**演習問題:**
1. 引用本文について、次の問いに答えよ。
(a) 最新の911 GT3は、初代モデルから数えて何代目か。
(b) 911 GT3のトランスミッションはどのような設定か。
(c) 新エンジンのレブリミットは何rpmに設定されているか。
2. 引用本文に登場する自動車メーカーやブランドの名前をすべて挙げよ。
3. 次の記述が引用本文の内容と合っているか、「はい」か「いいえ」で答え、判断の根拠となる本文の語句をそのまま引用せよ。
(a) 991型のボディーは、ホイールベースが100mm延長された。
(b) 新しい911 GT3のエンジンは、従来型より排気量が大きい。
(c) 従来型のエンジンは、最高出力を8250rpmで発生した。

**引用本文:**
##############################

インプレッション

ポルシェ「911 GT3」

 昨今の自動車界ではすっかり「エコ」が定着。日本ではハイブリッド車が脚光を浴び、ヨーロッパでもアイドリングストップメカやダウンサイズエンジンの搭載はもはや当たり前。そうした状況の中で、逆に今やすっかり“絶滅危惧種”となってしまっているのが、高回転・高出力型の自然吸気エンジンだ。

 実際、「初の自社開発ユニット」という誇らしげなフレーズとともに誕生したAMGオリジナルの6.2リッターV型8気筒エンジンは、大排気量をものともしない官能的な回転の伸び感と圧倒的なパワフルさが好評を博したものの、わずかに5年ほどで排気量を落とした新開発のターボ付きユニットに次々バトンタッチ。また、やはり回転の伸び感とそのサウンドが何ともすばらしかった従来のM5/M6に搭載されていたBMWのV型10気筒エンジンも、最新モデルではやはりターボを加えたV型8気筒の“ダウンサイズ&レスシリンダー・ユニット”へと世代交代を終えている。日本国内でもRモデルを中心に搭載されたホンダの典型的な高回転・高出力型エンジンが姿を消してから、すでに久しい。

 もはや際立つレスポンスを売り物とし、スポーツ派ドライバーの期待に応えてきたそんな心臓は、この先に生きながらえていくのは不可能なのだろうか? 「いやいや、まだ悲観をするのは早いでしょう」と、ここにきて大いなる期待を感じさせてくれたのが、鉄とアルミによる「ハイブリッド構造」を採用し、ホイールベースを一挙に100mmも延長したことが大きな話題となった991型のボディーを用いる、新しい「911 GT3」に搭載されたフラット6エンジンだ。

911 GT3のボディーサイズは4545×1852×1269mm(全長×全幅×全高)、ホイールベース2457mm、Cd値は0.33。トランスミッションは7速デュアルクラッチトランスミッション「PDK」のみの設定となった。最高速は315km/h、0-100km/h加速は3.5秒

新設計の高回転・高出力型自然吸気フラット6エンジン

水平対向6気筒 3.8リッターエンジンは最高出力350kW(475PS)、最大トルク440Nmを発生。最高出力を8250rpmで発生するほか、レブリミットは9000rpmに設定されるなど高回転型となっている

 1999年に、まだ限定車の扱いで誕生した初代モデルから数えると、5代目となる最新の911 GT3。そこに積まれたのは、排気量こそ従来と同様の3.8リッターでありながらも、「完全なる新開発!」と開発陣が胸を張る、まさに珠玉のようなパワーユニットだ。そう、世の中の動きにまるで真っ向対峙をするかのごとく、このタイミングで華々しく登場したのが、911 GT3に搭載されるこの高回転・高出力型自然吸気フラット6エンジンということになる。

 最高出力は475PSで、最大トルクは440Nm――それが最新のGT3のために開発された新エンジンの実力だ。注目すべきは最高出力を発生する回転数で、8250rpmというその値は、435PSを発生した従来型の7600rpmよりも650rpmも高いポイントにある。

##############################

**提供データ:**
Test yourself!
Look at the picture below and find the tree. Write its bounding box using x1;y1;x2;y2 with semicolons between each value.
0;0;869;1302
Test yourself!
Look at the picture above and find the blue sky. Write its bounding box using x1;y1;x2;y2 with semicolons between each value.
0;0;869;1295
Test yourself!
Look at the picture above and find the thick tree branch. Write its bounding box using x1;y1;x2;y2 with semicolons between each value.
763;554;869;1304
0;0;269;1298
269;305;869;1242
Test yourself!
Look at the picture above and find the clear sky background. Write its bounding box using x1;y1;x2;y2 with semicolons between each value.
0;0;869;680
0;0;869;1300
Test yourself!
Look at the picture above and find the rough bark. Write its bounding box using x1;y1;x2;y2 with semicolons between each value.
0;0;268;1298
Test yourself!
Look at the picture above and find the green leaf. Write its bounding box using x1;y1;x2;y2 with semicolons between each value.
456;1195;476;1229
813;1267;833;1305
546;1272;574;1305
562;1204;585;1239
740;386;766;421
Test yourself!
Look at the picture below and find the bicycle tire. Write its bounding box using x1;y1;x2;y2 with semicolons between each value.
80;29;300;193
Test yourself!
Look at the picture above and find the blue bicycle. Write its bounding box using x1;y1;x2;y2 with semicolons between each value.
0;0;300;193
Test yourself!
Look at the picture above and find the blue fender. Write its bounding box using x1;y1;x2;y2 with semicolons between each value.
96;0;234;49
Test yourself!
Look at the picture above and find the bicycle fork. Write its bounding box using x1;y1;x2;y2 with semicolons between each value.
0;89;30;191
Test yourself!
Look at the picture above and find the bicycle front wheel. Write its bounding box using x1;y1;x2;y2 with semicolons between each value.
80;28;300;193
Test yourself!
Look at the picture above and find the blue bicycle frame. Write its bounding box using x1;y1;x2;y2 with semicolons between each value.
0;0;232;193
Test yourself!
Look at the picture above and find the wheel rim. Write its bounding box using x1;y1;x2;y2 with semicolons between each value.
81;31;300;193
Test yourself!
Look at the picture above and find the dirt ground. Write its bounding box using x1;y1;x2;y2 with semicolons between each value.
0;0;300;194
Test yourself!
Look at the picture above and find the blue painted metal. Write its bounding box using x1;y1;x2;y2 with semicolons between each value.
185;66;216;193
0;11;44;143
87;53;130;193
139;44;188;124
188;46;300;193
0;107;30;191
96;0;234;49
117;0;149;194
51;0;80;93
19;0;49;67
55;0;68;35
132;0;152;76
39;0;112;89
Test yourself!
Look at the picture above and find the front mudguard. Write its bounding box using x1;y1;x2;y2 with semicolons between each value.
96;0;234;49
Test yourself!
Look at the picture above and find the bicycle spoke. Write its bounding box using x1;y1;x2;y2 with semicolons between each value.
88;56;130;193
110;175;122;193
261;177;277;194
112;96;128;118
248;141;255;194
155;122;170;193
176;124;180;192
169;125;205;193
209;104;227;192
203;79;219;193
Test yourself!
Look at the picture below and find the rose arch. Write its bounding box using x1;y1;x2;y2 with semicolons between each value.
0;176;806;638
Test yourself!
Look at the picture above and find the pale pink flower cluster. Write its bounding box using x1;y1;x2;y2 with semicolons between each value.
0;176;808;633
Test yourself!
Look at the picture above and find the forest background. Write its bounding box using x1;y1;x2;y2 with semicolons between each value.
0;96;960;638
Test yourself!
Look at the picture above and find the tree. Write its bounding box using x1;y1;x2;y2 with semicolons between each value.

##############################

**設問別解答:**
1.
(a) 5代目
(b) 7速デュアルクラッチトランスミッション「PDK」のみの設定
(c) 9000rpm

2. ポルシェ、AMG、BMW、ホンダ

3.
(a) はい。「ホイールベースを一挙に100mmも延長した」
(b) いいえ。「排気量こそ従来と同様の3.8リッター」
(c) いいえ。「435PSを発生した従来型の7600rpm」